* _Aim_
Copy out all of the records below word for word, changing nothing.
————————
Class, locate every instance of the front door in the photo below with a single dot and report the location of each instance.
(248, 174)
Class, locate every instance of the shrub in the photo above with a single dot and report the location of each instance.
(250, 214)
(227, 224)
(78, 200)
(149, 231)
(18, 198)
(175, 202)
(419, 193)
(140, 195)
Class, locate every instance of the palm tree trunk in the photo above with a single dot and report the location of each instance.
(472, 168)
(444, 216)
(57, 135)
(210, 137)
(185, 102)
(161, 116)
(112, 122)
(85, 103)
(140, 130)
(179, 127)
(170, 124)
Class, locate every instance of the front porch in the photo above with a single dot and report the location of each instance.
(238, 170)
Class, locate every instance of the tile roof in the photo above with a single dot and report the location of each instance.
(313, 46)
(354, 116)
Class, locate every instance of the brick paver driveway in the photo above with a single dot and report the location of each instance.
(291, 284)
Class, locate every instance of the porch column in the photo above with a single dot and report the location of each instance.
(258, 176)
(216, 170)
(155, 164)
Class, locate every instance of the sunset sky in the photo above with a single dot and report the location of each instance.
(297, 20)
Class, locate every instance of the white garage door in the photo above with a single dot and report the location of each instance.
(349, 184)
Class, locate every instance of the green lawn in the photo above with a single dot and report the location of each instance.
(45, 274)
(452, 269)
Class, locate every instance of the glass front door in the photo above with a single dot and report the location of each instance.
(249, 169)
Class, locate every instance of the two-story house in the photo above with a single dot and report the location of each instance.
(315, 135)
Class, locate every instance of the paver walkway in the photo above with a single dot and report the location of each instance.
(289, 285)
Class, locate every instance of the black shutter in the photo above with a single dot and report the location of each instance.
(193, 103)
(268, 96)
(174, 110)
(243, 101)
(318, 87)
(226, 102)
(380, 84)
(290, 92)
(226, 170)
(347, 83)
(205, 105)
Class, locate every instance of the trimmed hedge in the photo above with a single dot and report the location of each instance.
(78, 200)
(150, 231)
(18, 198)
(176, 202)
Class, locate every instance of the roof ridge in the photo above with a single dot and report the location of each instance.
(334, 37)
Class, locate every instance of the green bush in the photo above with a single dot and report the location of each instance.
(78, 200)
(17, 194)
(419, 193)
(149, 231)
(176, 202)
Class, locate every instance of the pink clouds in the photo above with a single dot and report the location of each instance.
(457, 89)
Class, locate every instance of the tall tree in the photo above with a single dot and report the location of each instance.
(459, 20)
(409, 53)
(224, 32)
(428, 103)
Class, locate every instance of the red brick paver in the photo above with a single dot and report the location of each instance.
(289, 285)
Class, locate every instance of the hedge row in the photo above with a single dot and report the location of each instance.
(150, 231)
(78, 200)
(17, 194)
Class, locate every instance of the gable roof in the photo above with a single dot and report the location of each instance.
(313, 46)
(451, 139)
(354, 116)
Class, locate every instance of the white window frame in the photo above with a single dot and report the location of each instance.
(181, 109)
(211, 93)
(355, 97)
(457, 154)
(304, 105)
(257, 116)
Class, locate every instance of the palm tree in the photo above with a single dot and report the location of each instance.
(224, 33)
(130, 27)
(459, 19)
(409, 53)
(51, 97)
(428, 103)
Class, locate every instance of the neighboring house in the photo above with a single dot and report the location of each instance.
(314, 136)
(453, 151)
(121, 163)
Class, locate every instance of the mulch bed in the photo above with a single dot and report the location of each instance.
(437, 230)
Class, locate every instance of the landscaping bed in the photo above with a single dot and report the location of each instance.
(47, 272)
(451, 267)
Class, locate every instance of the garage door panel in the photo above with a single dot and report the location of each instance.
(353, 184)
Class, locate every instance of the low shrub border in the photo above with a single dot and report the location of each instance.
————————
* _Answer to this task_
Class, locate every instance of the front door in the photo below with a single dot and report the location of each instance.
(248, 174)
Class, locate every instance of the shrub in the photo above with a single dot and report the location of each instance.
(250, 214)
(227, 224)
(78, 200)
(149, 231)
(18, 198)
(175, 202)
(419, 193)
(140, 195)
Class, locate every instance of the palm tree trunk in the photo above with a single dot and report the location of each instance.
(472, 168)
(444, 216)
(57, 135)
(210, 137)
(185, 102)
(161, 116)
(112, 122)
(85, 103)
(140, 130)
(179, 127)
(170, 124)
Class, locate every instance of the front porch in the photo above with a single dot and report the location of each instance.
(238, 170)
Class, locate every instance of the tile roof in the photo above with a single dot and report the location of each instance.
(313, 46)
(354, 116)
Class, locate every instance of the brick paver driveway in the photo above with a single dot and report the location of each instance.
(291, 284)
Class, locate every instance of the porch column in the photo above with a single dot and report the location of each instance.
(258, 176)
(216, 170)
(155, 164)
Class, locate every instance of the sunset sky in the photo above with a single dot and report the location of each instance.
(297, 20)
Class, locate every instance of the white garage door in the photo above with a single dot and report the location of each instance.
(349, 184)
Class, locate every instance of the green lawn in the photo above with a single dot and report the location of each instance.
(45, 274)
(452, 269)
Class, locate every instance of the glass front door in the photo above with a single dot and report the location of each instance.
(249, 169)
Class, locate every instance of the two-story house in the photo above with a single dot and report the location of each instance.
(315, 135)
Class, locate every instance of the paver walkway in the photo above with a single dot and report the location of each instance.
(289, 285)
Class, locate every instance of the black shutter in the photo above with a single dot and report the location of each instance.
(193, 103)
(268, 96)
(174, 110)
(243, 101)
(318, 87)
(226, 102)
(380, 84)
(290, 92)
(226, 170)
(347, 83)
(205, 105)
Class, locate every instance of the trimmed hedge in the photo above with a single dot and report the location of each instance.
(78, 200)
(150, 231)
(18, 198)
(176, 202)
Class, locate every instance of the roof ridge in the photo above with a single dot and report the location of each instance.
(334, 37)
Class, locate every instance of the green bush in the photo above with a single dot and report the location of each instance.
(78, 200)
(17, 194)
(419, 193)
(149, 231)
(176, 202)
Class, locate every instance of the pink clouds in the photo above with a single dot and report the location of each instance.
(457, 89)
Class, locate every instance of the tall tree in the photo above with a single dot and report the location of each instance.
(459, 20)
(409, 53)
(224, 32)
(428, 103)
Class, locate every instance of the red brick paver in the photo above with a single dot and report the location of each instance.
(289, 285)
Class, locate every instance of the hedge row in the photo above with a single dot and report the location of each instance.
(150, 231)
(78, 200)
(17, 194)
Class, locate every instance of the gable roof in the photo above with a single dot and report the location of each instance.
(313, 46)
(451, 139)
(354, 116)
Class, locate every instance of the white window frame in the photo above with a single dot and report the location of each instance.
(181, 109)
(211, 93)
(355, 97)
(457, 154)
(304, 105)
(257, 116)
Class, locate every instance of the palm tree in the photo above with a single dot and report the location of each instance.
(224, 33)
(130, 27)
(459, 19)
(409, 53)
(51, 97)
(428, 103)
Class, locate every instance of the neighboring house in the photo above with a single dot and report the location of each instance.
(314, 136)
(453, 151)
(121, 163)
Class, locate every instance of the mulch bed in the photo above with a single dot and report the location of each instance.
(437, 230)
Class, locate every instance of the landscaping bed in the photo above with a single dot and report the location of each instance.
(47, 272)
(451, 267)
Class, locate every instance of the garage door panel in the photo above with a single dot and report the location of each instance.
(353, 184)
Class, locate every instance of the low shrub border in the photo above with a single dot and report the location of each instance.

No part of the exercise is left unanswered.